Records contained in a dataset:
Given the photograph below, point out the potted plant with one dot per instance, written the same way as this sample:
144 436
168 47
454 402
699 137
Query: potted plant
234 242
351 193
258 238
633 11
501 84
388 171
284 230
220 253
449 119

# Task to complete:
Write down all the entries again without a single difference.

# Exercise result:
Given the photograph below, point out the potted plant with one dot per instance, written the same way as this sample:
144 436
168 47
454 402
699 137
Query: potted plant
234 242
351 193
258 238
633 11
501 84
388 171
284 230
220 253
449 119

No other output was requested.